### TEXT FOR ANALYSIS
According to a 2004 study by the Milken Institute, biopharmaceutical companies are responsible for creating over 2.7 million jobs across the United States. The industry was directly responsible for $63 billion in real output in 2003 and a total output of over $172 billion when its ripple effect is figured in across other sectors.
The president has increased federal funding for basic research and stem-cell science. With $20 billion a year in research funding, the National Institute of Health is important. But to translate discoveries into treatments will require more than the nearly $60 billion in money currently being invested by pharmaceutical, biotech and venture capital firms on cutting-edge treatments for cancer, Alzheimer's, AIDS, mental illness and heart disease.
That investment is (in real dollars) declining. Less than half of all public biotech firms have six months of cash left for research. For startups the situation is direr, even though the scientific promise of their investment is great.
Yet at every step of the way, President Obama supports policies that will stifle the entrepreneurship that he praises, and which are vital to actually producing real cures.
Obama supports de facto price controls that would allow the "reimportation" of prescription drugs. In essence, this is an effort to force every pharmaceutical and biotech company to sell drugs here at the controlled prices imposed in Canada and Europe.

### TASK INSTRUCTIONS
• A. In the biopharmaceutical passage, how much research funding does the National Institute of Health have each year?
• B. Please list every disease the biopharmaceutical passage names as a target of cutting-edge treatments.

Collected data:
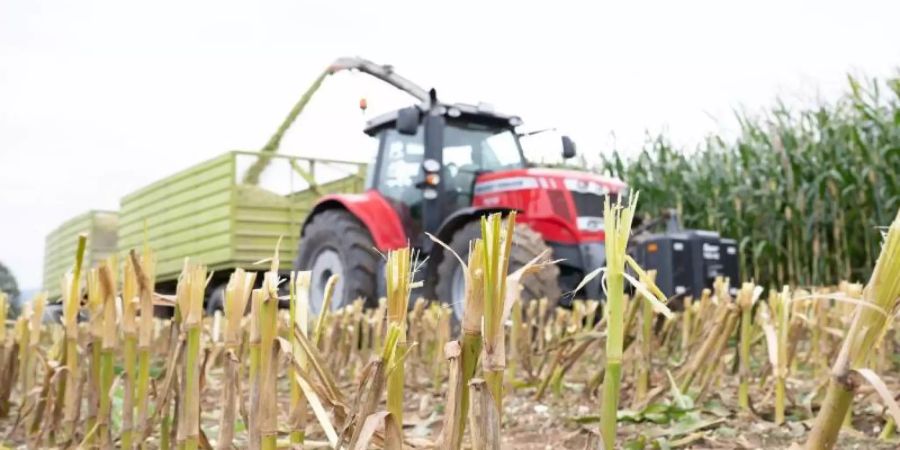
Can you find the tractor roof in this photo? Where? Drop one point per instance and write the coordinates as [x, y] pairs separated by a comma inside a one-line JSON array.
[[482, 113]]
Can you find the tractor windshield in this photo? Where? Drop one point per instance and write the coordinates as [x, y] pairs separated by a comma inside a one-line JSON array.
[[474, 148]]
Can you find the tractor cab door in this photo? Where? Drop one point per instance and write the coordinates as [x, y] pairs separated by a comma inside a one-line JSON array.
[[471, 149], [397, 177], [462, 149]]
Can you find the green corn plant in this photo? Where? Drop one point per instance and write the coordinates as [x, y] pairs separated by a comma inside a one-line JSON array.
[[497, 246], [299, 313], [71, 307], [130, 301], [109, 342], [804, 190]]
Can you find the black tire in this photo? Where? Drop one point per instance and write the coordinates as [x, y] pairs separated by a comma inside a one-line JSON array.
[[527, 244], [338, 231]]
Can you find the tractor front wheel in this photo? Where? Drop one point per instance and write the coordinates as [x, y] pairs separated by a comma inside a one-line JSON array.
[[527, 245], [336, 243]]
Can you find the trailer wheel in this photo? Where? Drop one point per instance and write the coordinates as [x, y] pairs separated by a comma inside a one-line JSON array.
[[527, 244], [336, 242]]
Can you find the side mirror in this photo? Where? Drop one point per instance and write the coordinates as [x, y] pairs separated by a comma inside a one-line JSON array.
[[408, 121], [568, 147]]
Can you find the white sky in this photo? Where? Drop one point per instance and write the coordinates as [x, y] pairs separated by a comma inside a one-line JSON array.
[[98, 99]]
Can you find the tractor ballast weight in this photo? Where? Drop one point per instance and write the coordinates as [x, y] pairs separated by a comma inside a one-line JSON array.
[[687, 261]]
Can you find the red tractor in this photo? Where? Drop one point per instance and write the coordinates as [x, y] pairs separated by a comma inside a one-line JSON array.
[[440, 167]]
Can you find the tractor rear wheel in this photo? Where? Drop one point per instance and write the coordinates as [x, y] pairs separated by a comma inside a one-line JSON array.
[[336, 243], [527, 245]]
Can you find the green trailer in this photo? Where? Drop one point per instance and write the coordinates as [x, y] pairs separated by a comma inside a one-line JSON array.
[[208, 214], [59, 248]]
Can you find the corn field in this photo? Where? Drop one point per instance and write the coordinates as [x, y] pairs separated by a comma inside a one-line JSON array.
[[805, 192], [767, 368]]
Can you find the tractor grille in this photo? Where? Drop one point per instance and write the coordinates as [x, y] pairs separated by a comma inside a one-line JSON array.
[[588, 205], [559, 204]]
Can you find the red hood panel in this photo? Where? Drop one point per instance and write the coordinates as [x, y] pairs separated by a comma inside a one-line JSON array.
[[613, 184]]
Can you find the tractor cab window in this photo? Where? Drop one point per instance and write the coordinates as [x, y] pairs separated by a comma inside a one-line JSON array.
[[470, 149], [399, 169], [402, 157]]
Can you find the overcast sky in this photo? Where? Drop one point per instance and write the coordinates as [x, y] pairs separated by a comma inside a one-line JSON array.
[[98, 99]]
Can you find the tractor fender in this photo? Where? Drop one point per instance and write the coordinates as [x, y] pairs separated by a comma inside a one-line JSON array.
[[370, 208], [462, 216]]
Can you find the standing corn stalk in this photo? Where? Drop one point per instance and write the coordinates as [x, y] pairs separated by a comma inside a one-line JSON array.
[[189, 296], [463, 355], [299, 313], [782, 312], [95, 310], [617, 221], [71, 307], [401, 268], [6, 380], [746, 298], [870, 322]]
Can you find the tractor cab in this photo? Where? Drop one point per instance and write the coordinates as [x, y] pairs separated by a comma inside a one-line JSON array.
[[429, 159], [439, 168]]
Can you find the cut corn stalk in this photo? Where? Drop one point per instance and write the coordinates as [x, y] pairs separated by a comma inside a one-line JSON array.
[[191, 288], [401, 268], [71, 307]]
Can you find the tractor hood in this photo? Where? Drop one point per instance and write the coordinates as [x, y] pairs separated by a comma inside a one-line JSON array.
[[542, 178], [564, 206]]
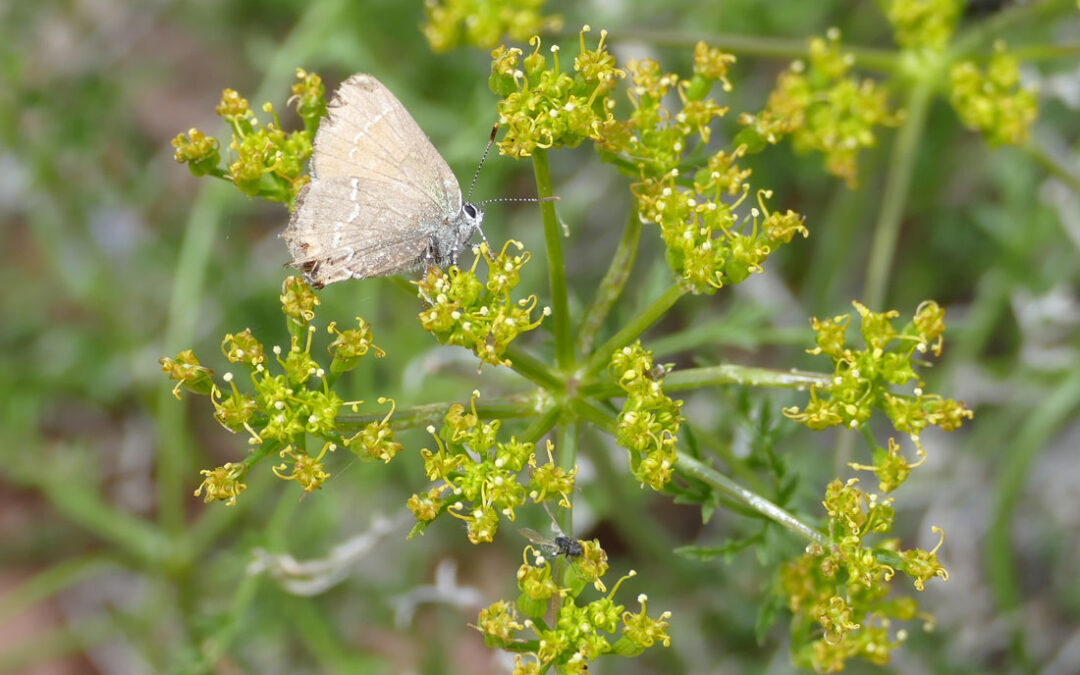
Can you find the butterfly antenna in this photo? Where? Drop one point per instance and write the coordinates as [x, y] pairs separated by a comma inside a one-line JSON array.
[[490, 142], [516, 199]]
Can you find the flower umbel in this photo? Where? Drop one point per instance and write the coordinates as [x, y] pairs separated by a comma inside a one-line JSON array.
[[994, 103], [864, 378], [481, 23], [823, 109], [649, 420], [288, 399], [268, 161], [839, 593]]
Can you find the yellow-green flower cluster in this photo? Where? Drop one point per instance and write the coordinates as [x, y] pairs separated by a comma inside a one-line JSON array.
[[923, 24], [649, 420], [993, 102], [582, 632], [863, 378], [823, 109], [269, 162], [477, 476], [839, 593], [544, 106], [482, 23], [709, 245], [704, 238], [289, 397], [475, 314]]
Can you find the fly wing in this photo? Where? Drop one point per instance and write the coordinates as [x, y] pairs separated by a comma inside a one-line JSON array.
[[339, 230]]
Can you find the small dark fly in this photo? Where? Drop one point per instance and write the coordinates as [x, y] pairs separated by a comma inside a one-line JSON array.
[[561, 544]]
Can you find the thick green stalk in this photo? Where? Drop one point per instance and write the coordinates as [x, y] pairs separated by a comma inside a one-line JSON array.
[[898, 184], [556, 267], [531, 368], [754, 501], [566, 458], [636, 326], [714, 376], [611, 285], [1053, 410]]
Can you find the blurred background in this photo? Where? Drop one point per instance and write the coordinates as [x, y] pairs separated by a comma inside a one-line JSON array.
[[115, 255]]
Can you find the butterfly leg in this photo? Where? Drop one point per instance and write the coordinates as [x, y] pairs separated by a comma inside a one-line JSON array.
[[429, 256], [483, 238]]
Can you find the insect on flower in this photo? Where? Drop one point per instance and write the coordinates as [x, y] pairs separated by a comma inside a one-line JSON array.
[[559, 544]]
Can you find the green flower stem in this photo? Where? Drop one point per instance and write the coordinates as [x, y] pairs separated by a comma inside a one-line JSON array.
[[214, 522], [636, 326], [592, 413], [1055, 409], [611, 285], [566, 457], [898, 184], [534, 369], [542, 424], [709, 475], [231, 625], [422, 416], [174, 460], [556, 268], [51, 581], [737, 467], [727, 486], [174, 446], [885, 61], [741, 328], [713, 376]]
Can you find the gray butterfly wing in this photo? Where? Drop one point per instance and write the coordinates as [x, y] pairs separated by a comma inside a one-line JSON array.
[[343, 229], [379, 189]]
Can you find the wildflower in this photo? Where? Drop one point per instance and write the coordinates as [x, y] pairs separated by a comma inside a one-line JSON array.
[[223, 483]]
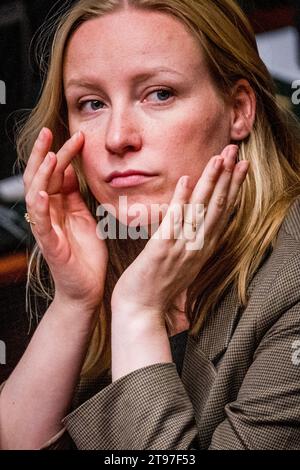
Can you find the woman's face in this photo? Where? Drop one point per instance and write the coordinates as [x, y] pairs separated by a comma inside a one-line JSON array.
[[137, 85]]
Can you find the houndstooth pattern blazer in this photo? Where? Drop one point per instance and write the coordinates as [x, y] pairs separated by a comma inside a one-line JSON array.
[[240, 382]]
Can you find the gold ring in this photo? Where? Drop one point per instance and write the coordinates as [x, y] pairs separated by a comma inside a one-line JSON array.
[[28, 219]]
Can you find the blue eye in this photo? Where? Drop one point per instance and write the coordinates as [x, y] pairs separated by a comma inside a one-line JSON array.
[[162, 95], [94, 105]]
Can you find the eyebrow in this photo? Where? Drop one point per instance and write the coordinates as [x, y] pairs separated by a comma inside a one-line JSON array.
[[86, 82]]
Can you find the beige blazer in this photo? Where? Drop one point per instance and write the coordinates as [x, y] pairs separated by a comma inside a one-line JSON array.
[[240, 383]]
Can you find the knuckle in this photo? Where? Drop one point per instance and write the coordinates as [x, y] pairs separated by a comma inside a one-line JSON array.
[[220, 202], [28, 200]]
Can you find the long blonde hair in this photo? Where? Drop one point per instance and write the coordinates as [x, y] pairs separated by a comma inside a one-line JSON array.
[[273, 149]]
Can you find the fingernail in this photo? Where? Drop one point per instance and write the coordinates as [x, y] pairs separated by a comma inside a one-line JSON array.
[[243, 166], [233, 150], [47, 159], [218, 163], [185, 182], [76, 136], [42, 134]]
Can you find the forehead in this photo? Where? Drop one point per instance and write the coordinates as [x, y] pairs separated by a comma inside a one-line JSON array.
[[124, 40]]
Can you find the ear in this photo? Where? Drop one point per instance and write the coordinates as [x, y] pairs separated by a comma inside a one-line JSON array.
[[243, 110]]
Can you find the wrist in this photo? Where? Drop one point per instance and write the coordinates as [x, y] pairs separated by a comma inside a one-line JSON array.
[[81, 311]]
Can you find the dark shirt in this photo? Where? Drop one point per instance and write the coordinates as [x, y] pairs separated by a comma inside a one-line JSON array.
[[178, 344]]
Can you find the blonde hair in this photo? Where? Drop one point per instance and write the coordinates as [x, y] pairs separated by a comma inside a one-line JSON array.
[[272, 148]]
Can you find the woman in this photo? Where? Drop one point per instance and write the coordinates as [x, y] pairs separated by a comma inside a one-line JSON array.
[[169, 90]]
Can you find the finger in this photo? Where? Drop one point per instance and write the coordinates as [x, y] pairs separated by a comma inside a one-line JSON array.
[[39, 151], [69, 150], [171, 226], [195, 209], [43, 229], [238, 178], [218, 202], [65, 155], [207, 182], [40, 181]]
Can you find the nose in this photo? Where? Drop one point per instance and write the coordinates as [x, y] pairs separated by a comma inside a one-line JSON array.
[[123, 132]]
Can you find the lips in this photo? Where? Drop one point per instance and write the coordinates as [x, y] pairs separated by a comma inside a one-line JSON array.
[[125, 174]]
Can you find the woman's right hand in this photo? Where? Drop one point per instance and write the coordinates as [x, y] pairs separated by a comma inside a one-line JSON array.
[[64, 228]]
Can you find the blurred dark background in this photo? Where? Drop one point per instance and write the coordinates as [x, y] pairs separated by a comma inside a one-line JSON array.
[[19, 22]]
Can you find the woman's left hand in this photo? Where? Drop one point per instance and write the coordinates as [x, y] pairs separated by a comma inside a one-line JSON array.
[[175, 254]]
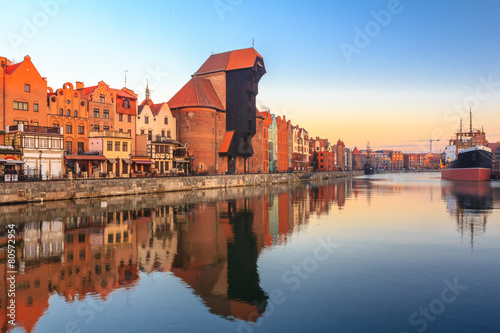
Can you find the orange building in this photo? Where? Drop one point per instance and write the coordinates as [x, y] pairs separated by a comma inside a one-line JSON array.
[[282, 144], [126, 112], [66, 109], [256, 161], [23, 95], [265, 140], [101, 105]]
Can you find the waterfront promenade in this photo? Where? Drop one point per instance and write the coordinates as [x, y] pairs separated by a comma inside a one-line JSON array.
[[25, 192]]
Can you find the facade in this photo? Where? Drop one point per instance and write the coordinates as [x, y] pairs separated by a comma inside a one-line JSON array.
[[257, 160], [356, 159], [273, 144], [67, 110], [223, 89], [41, 149], [282, 143], [340, 155], [397, 160], [23, 95], [116, 148], [101, 105]]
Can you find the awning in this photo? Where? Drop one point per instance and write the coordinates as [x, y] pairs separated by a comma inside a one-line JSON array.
[[143, 162], [85, 157], [13, 162]]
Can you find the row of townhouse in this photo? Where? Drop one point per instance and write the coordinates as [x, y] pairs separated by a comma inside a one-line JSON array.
[[210, 126], [94, 130]]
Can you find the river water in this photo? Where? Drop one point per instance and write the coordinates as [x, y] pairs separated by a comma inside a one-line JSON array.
[[382, 253]]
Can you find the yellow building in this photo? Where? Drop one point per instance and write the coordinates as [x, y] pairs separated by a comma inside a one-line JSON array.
[[116, 147]]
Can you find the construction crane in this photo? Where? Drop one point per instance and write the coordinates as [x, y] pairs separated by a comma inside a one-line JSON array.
[[430, 144]]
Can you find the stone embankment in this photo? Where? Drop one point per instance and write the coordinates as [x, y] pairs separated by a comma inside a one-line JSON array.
[[21, 192]]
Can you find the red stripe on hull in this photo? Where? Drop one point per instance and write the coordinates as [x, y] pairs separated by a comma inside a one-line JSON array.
[[476, 174]]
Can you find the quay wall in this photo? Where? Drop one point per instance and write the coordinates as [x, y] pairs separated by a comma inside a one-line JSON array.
[[26, 192]]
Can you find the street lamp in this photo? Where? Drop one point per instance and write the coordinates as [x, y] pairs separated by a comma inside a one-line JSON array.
[[40, 164], [130, 166]]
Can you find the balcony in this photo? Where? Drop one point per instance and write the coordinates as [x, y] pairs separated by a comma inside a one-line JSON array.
[[34, 129], [109, 134]]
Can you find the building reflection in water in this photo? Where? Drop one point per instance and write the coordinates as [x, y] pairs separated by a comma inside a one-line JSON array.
[[91, 248], [470, 203]]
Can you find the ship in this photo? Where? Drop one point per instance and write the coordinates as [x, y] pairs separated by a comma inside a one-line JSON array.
[[467, 157]]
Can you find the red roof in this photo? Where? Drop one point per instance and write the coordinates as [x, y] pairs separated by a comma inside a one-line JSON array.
[[198, 92], [12, 68], [226, 142], [231, 60]]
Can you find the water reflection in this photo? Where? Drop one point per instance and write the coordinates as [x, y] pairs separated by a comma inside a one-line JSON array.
[[470, 203], [211, 240]]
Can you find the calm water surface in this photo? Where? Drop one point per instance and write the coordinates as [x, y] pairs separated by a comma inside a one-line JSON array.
[[384, 253]]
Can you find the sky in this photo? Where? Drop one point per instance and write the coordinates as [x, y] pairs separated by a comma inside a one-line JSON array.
[[393, 73]]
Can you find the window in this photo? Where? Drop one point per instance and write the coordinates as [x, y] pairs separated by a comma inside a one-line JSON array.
[[20, 106], [29, 142], [56, 144], [43, 143]]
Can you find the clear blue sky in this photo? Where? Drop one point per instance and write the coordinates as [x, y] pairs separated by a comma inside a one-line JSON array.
[[398, 86]]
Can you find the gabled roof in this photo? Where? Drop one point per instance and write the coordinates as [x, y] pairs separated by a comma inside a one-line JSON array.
[[198, 92], [227, 61], [12, 68]]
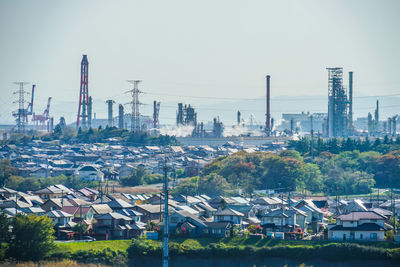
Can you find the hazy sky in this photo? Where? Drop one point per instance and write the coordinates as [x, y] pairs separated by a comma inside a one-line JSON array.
[[216, 48]]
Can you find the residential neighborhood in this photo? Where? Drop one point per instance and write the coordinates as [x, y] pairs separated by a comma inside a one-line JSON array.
[[125, 216]]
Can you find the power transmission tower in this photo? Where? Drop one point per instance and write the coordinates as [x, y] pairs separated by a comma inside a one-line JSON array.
[[83, 94], [20, 114], [135, 120]]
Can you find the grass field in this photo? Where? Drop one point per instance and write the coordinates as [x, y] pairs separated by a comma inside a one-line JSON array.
[[115, 245], [63, 263]]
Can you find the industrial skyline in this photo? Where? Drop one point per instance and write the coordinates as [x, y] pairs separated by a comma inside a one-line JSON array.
[[182, 58]]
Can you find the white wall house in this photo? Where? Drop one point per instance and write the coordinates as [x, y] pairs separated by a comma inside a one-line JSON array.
[[358, 225], [89, 172]]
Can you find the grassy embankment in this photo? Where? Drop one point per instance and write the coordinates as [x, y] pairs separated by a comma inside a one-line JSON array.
[[117, 252], [114, 245]]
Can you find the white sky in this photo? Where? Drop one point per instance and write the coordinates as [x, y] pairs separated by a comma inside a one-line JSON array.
[[196, 48]]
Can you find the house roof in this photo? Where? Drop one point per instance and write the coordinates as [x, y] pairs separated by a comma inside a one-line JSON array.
[[129, 212], [361, 215], [383, 212], [229, 212], [113, 215], [57, 214], [362, 227], [217, 225], [118, 203], [101, 208], [76, 210]]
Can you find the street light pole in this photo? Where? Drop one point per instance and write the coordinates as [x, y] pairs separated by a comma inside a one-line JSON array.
[[165, 249]]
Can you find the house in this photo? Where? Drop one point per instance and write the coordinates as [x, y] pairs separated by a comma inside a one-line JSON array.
[[60, 219], [55, 204], [119, 204], [150, 212], [358, 225], [100, 209], [79, 213], [229, 215], [314, 217], [54, 191], [7, 192], [126, 170], [219, 229], [283, 220], [114, 225], [89, 172]]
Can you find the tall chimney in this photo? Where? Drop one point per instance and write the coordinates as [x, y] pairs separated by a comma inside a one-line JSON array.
[[120, 116], [268, 118], [90, 110], [350, 101], [110, 113]]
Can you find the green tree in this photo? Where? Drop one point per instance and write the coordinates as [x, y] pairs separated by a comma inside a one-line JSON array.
[[187, 186], [290, 154], [313, 178], [33, 237], [4, 228], [213, 185]]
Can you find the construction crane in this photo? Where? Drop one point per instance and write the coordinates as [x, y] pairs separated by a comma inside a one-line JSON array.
[[42, 119], [29, 109]]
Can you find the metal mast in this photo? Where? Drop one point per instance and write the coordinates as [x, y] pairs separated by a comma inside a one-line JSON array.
[[110, 112], [351, 126], [83, 94], [120, 116], [156, 113], [268, 114], [90, 109], [135, 120], [20, 114], [337, 104], [166, 222]]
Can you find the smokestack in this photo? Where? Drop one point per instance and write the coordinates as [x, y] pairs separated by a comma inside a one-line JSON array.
[[110, 115], [51, 124], [120, 116], [351, 101], [90, 108], [394, 121], [154, 114], [268, 118], [377, 117]]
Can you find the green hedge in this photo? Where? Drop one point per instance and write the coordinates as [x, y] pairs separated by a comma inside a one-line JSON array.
[[105, 256], [332, 251]]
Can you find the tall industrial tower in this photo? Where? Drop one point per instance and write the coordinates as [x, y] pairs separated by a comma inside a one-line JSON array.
[[121, 116], [156, 113], [20, 114], [337, 104], [268, 108], [135, 120], [110, 112], [350, 121], [83, 94]]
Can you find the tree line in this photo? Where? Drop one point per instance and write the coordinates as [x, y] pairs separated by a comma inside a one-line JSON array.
[[348, 172], [337, 145]]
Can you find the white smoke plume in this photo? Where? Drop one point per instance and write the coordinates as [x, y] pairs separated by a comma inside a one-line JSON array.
[[181, 131], [240, 130]]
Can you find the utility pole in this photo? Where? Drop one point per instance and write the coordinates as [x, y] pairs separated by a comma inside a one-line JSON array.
[[165, 249], [312, 140]]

### SOLUTIONS TO THE TASKS
• A. $20 billion a year.

• B. Cancer, Alzheimer's, AIDS, mental illness, heart disease